╭─ Document extract

Queen dowager of Joseon
- Tenure: 7 August 1545 – 16 January 1578
- Predecessor: Queen Dowager Seongryeol
- Successor: Queen Dowager Uiseong; Queen Dowager Soseong;

Queen consort of Joseon
- Tenure: 4 December 1544 – 7 August 1545
- Predecessor: Queen Munjeong
- Successor: Queen Insun

Crown Princess of Joseon
- Tenure: 1524 – 4 December 1544
- Predecessor: Crown Princess Geochang
- Successor: Crown Princess Gonghoe
- Born: 28 October 1514 Joseon
- Died: 16 January 1578 (aged 63) Gyotaejeon, Gyeongbokgung, Hanseong Joseon
- Burial: Hyoneung, Wonsin-dong, Deogyang District, Goyang, Gyeonggi Province
- Spouse: Yi Ho, King Injong (m.1524–d.1545)

╰─
╭─ Recorded data

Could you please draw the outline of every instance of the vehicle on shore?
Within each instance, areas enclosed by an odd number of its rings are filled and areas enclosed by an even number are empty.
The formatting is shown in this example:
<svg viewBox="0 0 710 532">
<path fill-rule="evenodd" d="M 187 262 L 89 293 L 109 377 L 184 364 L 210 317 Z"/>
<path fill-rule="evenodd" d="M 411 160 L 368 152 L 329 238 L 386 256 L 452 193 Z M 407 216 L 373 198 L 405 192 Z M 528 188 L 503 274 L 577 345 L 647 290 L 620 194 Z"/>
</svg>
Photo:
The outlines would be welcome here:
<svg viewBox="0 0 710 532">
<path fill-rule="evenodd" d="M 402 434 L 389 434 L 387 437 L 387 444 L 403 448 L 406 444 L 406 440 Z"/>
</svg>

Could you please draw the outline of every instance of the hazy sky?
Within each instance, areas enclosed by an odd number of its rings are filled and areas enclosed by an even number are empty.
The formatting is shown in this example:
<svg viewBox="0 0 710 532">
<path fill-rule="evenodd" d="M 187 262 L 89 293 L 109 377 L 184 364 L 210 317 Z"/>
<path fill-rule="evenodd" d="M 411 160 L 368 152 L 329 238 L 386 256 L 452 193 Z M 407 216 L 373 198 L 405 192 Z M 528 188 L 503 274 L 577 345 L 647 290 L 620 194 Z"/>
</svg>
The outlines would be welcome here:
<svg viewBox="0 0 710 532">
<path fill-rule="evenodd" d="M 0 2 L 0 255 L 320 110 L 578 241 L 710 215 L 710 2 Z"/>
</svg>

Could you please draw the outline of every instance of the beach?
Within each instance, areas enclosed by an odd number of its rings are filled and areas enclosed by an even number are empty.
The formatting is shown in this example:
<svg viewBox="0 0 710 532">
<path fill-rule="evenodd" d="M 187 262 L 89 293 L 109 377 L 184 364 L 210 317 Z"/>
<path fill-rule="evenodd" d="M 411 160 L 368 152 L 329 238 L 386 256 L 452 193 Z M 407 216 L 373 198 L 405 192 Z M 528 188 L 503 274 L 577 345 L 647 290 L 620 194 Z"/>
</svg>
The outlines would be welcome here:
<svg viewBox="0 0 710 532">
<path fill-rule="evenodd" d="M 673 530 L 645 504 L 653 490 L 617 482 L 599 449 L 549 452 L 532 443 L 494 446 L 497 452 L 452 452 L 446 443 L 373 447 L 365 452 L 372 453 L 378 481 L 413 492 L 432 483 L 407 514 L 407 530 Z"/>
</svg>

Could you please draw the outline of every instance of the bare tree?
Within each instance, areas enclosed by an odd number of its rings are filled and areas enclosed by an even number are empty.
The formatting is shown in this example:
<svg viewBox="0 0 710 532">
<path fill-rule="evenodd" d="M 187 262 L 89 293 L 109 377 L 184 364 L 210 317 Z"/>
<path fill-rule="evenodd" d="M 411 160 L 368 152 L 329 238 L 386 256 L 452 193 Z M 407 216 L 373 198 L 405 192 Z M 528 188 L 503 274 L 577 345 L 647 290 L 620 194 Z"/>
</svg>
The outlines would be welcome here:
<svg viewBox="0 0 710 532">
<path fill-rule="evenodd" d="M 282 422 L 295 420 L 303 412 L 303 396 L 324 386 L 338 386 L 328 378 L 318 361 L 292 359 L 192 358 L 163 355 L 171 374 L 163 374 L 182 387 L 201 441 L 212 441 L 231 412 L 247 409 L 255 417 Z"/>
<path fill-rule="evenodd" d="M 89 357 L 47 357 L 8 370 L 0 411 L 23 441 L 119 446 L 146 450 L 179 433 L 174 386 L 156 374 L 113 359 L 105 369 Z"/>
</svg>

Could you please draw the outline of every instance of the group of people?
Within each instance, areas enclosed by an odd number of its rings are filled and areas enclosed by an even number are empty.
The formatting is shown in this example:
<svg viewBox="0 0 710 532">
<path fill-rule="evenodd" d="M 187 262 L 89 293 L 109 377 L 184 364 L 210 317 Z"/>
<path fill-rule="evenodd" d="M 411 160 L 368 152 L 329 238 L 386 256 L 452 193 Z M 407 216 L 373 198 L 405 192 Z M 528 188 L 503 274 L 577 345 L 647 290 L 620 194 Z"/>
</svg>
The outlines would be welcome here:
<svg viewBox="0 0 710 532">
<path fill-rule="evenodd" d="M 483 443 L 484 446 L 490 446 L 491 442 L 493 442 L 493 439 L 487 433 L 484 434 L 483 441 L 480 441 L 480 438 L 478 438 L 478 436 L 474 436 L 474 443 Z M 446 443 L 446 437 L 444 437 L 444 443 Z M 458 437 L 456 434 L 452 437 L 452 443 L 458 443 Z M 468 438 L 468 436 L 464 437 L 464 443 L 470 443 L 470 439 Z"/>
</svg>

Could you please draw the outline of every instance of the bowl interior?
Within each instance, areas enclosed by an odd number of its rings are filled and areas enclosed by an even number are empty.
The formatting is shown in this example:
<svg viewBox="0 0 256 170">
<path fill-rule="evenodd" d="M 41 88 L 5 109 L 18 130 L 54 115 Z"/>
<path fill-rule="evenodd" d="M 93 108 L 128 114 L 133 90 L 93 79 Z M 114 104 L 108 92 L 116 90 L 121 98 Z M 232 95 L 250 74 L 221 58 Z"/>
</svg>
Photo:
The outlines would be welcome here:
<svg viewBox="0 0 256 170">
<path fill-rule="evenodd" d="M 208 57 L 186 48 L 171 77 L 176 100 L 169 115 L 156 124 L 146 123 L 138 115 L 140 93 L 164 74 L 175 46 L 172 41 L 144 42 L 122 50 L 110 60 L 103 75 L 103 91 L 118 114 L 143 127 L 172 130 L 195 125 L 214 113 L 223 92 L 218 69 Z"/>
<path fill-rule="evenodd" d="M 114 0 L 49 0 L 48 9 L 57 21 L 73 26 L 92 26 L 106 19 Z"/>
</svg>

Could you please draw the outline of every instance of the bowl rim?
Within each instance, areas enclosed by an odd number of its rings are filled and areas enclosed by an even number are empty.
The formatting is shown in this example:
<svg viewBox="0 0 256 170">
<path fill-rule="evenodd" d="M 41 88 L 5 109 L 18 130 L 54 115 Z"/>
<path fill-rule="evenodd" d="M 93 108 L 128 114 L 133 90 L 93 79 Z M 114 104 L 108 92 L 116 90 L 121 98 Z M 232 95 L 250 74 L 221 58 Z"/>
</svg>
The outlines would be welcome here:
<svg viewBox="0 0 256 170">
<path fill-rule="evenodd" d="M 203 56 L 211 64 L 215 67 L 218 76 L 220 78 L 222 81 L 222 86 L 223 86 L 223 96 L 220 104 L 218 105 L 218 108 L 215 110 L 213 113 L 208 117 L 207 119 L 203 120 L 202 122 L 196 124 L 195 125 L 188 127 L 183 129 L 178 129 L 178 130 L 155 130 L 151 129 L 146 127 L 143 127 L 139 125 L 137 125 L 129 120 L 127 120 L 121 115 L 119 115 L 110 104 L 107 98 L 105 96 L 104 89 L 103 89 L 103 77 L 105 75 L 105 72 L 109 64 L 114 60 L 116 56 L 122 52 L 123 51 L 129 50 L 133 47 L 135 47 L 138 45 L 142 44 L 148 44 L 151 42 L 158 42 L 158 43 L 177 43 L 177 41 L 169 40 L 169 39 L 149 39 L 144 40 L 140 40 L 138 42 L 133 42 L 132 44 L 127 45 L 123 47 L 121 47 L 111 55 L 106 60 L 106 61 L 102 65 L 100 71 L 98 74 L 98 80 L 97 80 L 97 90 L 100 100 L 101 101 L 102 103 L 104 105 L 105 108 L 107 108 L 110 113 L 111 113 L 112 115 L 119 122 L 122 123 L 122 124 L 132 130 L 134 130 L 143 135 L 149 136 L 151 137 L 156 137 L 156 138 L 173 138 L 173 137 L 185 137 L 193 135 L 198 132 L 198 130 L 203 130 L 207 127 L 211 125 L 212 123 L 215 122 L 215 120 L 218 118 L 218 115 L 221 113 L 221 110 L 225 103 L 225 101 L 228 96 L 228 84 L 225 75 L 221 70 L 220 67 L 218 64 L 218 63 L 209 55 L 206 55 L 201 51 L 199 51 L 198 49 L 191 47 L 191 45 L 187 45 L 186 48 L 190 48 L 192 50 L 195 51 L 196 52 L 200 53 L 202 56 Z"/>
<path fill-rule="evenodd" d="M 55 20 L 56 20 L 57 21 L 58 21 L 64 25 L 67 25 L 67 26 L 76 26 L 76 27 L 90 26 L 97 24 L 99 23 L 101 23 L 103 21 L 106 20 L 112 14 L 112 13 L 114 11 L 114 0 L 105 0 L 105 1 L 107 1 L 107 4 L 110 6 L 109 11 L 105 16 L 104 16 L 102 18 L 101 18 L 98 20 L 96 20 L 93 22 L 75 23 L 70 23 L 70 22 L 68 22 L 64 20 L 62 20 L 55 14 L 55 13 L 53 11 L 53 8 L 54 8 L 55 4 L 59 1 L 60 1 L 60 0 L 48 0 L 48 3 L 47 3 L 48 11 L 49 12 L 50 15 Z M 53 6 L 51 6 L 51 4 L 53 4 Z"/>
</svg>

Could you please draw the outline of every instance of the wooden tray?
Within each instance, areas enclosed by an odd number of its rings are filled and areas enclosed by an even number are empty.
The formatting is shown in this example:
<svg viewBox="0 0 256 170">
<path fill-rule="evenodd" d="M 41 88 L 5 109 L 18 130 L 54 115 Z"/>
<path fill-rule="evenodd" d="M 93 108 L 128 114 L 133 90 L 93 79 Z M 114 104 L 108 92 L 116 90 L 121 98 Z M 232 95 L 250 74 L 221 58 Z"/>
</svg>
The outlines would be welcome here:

╰─

▸ Instructions for the task
In the infobox on the Joseon queen, where was she buried? The records have no connection to the infobox.

▸ Solution for this problem
Hyoneung, Wonsin-dong, Deogyang District, Goyang, Gyeonggi Province